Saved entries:
━━━━━━━━━━━━━━━━━━━━━━━━━━━━━━

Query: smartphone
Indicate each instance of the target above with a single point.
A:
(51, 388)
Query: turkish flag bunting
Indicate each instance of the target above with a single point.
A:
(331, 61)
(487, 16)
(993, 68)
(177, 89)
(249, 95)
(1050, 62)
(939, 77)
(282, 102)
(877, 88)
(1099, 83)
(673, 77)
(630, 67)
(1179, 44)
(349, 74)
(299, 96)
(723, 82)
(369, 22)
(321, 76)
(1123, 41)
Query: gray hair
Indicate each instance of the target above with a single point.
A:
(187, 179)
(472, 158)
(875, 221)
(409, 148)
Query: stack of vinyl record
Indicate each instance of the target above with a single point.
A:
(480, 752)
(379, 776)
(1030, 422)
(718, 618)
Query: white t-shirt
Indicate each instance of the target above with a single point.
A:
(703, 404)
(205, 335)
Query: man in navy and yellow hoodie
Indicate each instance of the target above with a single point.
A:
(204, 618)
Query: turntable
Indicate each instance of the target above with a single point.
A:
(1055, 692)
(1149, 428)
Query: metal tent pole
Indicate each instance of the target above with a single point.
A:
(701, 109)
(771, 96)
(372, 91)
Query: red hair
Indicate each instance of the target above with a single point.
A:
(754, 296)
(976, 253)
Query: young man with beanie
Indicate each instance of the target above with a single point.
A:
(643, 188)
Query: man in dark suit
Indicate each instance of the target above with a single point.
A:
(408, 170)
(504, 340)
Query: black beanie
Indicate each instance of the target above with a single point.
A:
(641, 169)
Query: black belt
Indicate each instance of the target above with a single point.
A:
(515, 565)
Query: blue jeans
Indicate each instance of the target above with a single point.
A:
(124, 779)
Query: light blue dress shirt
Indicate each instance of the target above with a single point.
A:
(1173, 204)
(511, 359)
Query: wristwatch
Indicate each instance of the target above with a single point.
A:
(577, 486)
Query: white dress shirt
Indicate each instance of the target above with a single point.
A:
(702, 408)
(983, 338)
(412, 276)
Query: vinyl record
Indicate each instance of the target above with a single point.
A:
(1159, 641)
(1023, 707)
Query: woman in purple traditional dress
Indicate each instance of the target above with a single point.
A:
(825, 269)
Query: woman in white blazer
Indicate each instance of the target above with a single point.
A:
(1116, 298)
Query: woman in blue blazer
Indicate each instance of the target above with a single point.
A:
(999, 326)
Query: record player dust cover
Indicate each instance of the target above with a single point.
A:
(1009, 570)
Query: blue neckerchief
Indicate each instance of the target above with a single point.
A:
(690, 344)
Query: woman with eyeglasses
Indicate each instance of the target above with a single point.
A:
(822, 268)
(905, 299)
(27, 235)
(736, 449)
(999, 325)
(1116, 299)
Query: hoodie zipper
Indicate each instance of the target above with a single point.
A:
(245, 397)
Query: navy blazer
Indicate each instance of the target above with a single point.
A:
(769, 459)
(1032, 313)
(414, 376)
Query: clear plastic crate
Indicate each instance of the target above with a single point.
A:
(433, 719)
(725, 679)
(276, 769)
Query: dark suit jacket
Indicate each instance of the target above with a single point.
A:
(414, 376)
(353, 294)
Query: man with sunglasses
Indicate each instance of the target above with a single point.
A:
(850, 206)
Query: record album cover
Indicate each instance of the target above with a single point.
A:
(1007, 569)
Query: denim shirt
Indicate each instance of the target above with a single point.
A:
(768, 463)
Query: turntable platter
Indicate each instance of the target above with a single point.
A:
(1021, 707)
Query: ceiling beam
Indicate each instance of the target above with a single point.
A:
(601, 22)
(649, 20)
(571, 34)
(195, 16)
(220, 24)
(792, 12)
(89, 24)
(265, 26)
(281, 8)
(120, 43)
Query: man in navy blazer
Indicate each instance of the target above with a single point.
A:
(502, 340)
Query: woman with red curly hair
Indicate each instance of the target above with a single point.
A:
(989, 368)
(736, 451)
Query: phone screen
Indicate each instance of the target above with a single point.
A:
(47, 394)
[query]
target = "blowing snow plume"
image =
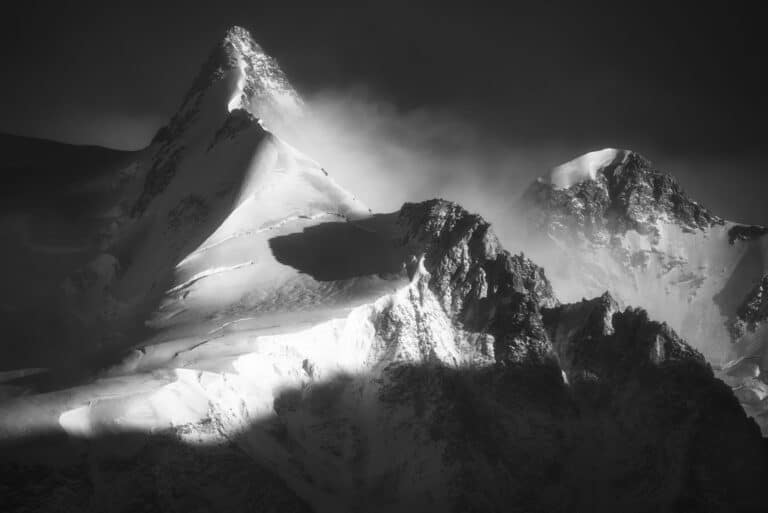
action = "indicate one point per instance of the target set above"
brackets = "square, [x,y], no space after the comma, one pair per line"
[265,329]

━━━━━━━━━━━━━━━━━━━━━━━━━━━━━━

— Task instructions —
Filter the entries down to the lines that hold "woman". Copy those lines.

— Reply —
Query: woman in purple traditional dress
Query: woman in white blazer
Query: woman in blue blazer
Query: woman with eyeglasses
Query: woman with red curly hair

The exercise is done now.